Supplied material:
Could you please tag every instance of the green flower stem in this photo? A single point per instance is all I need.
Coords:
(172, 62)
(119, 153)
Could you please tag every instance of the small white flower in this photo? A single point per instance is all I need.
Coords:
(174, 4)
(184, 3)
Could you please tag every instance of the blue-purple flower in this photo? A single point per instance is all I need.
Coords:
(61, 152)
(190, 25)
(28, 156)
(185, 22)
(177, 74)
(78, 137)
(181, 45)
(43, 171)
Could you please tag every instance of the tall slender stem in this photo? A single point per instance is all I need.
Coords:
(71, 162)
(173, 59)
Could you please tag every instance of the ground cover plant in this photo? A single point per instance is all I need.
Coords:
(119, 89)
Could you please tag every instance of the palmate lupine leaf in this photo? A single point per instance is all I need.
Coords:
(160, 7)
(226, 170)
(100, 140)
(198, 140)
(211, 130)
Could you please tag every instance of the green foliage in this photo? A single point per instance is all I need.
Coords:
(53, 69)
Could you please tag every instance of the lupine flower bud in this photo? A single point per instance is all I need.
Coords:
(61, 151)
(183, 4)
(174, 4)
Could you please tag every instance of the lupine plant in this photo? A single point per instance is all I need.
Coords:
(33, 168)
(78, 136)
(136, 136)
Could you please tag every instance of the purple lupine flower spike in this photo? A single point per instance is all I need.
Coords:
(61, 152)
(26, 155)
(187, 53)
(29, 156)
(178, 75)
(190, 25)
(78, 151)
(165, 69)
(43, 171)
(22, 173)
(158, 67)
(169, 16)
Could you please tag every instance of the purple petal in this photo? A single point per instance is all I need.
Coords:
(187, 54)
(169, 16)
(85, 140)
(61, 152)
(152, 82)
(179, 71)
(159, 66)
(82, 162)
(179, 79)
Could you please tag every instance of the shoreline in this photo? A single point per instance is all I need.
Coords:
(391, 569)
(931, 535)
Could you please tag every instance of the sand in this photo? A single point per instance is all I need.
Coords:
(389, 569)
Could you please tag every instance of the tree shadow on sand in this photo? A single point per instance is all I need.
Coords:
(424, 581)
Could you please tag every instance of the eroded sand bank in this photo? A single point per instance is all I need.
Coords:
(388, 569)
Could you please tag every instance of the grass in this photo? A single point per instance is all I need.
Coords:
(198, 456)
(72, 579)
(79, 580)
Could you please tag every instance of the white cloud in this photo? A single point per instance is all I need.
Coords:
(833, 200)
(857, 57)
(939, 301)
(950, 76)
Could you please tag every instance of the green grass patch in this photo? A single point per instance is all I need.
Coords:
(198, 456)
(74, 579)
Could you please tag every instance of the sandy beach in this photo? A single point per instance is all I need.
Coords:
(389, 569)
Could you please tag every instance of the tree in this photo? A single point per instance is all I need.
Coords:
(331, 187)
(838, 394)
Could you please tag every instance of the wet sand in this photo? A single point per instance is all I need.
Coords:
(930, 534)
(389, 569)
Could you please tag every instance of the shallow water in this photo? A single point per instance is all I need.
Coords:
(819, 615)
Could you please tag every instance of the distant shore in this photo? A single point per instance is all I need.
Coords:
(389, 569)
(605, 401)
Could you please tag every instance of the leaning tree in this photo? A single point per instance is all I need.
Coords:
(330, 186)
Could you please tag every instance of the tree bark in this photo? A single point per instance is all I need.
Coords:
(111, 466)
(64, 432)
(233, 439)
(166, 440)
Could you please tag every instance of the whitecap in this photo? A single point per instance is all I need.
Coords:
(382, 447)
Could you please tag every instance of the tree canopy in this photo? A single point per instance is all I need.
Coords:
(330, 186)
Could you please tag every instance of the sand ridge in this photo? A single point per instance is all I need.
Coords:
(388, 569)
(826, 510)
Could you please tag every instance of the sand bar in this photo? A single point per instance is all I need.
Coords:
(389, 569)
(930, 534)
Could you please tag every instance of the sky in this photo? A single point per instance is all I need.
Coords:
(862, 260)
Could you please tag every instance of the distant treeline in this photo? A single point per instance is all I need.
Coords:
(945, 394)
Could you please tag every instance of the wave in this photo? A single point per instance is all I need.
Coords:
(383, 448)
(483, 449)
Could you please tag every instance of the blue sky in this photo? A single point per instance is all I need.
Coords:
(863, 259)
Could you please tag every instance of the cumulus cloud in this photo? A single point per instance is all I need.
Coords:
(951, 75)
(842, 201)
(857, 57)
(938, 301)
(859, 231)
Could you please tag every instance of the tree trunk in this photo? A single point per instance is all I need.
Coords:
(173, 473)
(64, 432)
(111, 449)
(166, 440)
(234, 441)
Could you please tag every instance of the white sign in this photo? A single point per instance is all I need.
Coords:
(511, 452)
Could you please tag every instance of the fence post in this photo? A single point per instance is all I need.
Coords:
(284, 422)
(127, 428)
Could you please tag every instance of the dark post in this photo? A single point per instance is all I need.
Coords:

Task item:
Write the data out in full, matching every line exactly.

Finished exercise:
Could you please tag every instance of the green flower stem in this photo? A single point per instance is all I need.
Coords:
(172, 62)
(119, 153)
Could you please tag every instance of the small white flower in this photo? A single point per instance is all I need.
Coords:
(174, 4)
(184, 3)
Could you please tag every instance of the blue-purple flower in this photo? A single point per instance is all I need.
Coords:
(61, 152)
(190, 25)
(28, 156)
(185, 22)
(177, 74)
(78, 137)
(181, 45)
(43, 171)
Could you please tag every instance of the tall slender stem in this photo? A single point per instance is all I need.
Coords:
(71, 162)
(173, 59)
Could you please tag every instance of the ground cover plant in this photo? A single point per instance is all I need.
Coords:
(119, 89)
Could you please tag every instance of the palmate lupine leaf in this photo? A single point per instance is all I need.
Coords:
(160, 7)
(226, 170)
(100, 140)
(198, 140)
(211, 130)
Could you please tag every instance of the green foliage in this photo? A single point per instance is all I need.
Coords:
(53, 69)
Could you please tag every instance of the lupine flower bud in this photo? A single point per instance is all I need.
Coords:
(61, 151)
(183, 4)
(174, 4)
Could you please tag every instance of the lupine plant in this photo? A single point per instance is all I need.
Coords:
(33, 168)
(78, 136)
(136, 136)
Could you please tag every instance of the purple lupine flower spike in this photo? A single point per instance is all I need.
Coords:
(61, 152)
(26, 155)
(187, 53)
(29, 156)
(178, 75)
(190, 25)
(78, 151)
(165, 69)
(43, 171)
(22, 173)
(158, 67)
(169, 16)
Could you please tag every instance of the purple petal in this photo? A single point per instance is all I need.
Coords:
(187, 54)
(169, 16)
(85, 140)
(61, 152)
(152, 82)
(179, 71)
(159, 66)
(82, 162)
(179, 79)
Could you please tag every instance of the shoreline in this photo? A single point per instance is all I need.
Coords:
(391, 569)
(931, 535)
Could you please tag every instance of the sand in this photo? A single point per instance is all I need.
Coords:
(389, 569)
Could you please tag every instance of the tree shadow on sand in this photo? A single point per instance is all I need.
Coords:
(424, 581)
Could you please tag every instance of the eroded sand bank in this photo? A single point per instance is all I need.
Coords:
(388, 569)
Could you please tag every instance of the grass in this photo? A single point per instance is all I need.
Coords:
(198, 456)
(72, 579)
(79, 580)
Could you please tag every instance of the white cloud in this photo? A single point per instance is all I need.
Coords:
(833, 200)
(857, 57)
(939, 301)
(950, 76)
Could you please tag every instance of the green grass patch in this photo? A single point per instance is all I need.
Coords:
(198, 456)
(74, 579)
Could you please tag every instance of the sandy beach in this photo? A single point per instance is all I need.
Coords:
(389, 569)
Could you please tag every instance of the tree in this photo? A single point per instance is all I need.
Coords:
(331, 187)
(838, 394)
Could you please tag every instance of the wet sand in this photo? A single point per instance is all I need.
Coords:
(930, 534)
(389, 569)
Could you please tag every instance of the shallow water in this photo? A single point per instance is all I need.
Coords:
(819, 615)
Could you please tag every instance of the distant shore in this photo? A single point per instance is all I need.
Coords:
(389, 569)
(605, 401)
Could you please tag every instance of the leaning tree in this photo? A single point per instance is all I need.
Coords:
(330, 186)
Could you please tag every instance of the tree bark in this photo? A single point per instance is all I need.
Coords:
(111, 466)
(64, 432)
(233, 439)
(166, 440)
Could you please tag every instance of the whitecap in this photo? A single point per instance is all I need.
Coords:
(382, 447)
Could you please tag every instance of the tree canopy in this photo? A single point per instance is all I need.
Coords:
(330, 186)
Could you please tag every instance of the sand ridge in this photo? A single point per instance is all I need.
Coords:
(388, 569)
(826, 510)
Could you please tag every instance of the sand bar in this photo? A single point per instance is all I need.
Coords:
(389, 569)
(930, 534)
Could you please tag every instance of the sky in this photo? A single point per instance is all I need.
Coords:
(862, 260)
Could you please tag every instance of the distant treeline in this photo? A single point per instance is all I need.
Coords:
(945, 394)
Could you please tag every instance of the wave in this photo? A single point per instance is all I need.
Coords:
(383, 448)
(483, 449)
Could you please tag every instance of the blue sky in this photo? A single point per instance is all I need.
Coords:
(863, 259)
Could you please tag every instance of the cumulus cloud in this photo? A single point per instance is all I need.
Coords:
(951, 75)
(842, 201)
(857, 57)
(938, 301)
(859, 231)
Could you please tag every instance of the tree trunk in this photo? A single point per instance is all I need.
Coords:
(173, 473)
(64, 432)
(111, 449)
(166, 440)
(234, 441)
Could you please tag every instance of the white sign in this photo? A single point per instance is all I need.
Coords:
(511, 452)
Could you please tag every instance of the fence post in this photo? A single point per instance is all I need.
Coords:
(284, 422)
(127, 428)
Could you please tag every instance of the dark post in this photo? A single point per instance is all I need.
Coords:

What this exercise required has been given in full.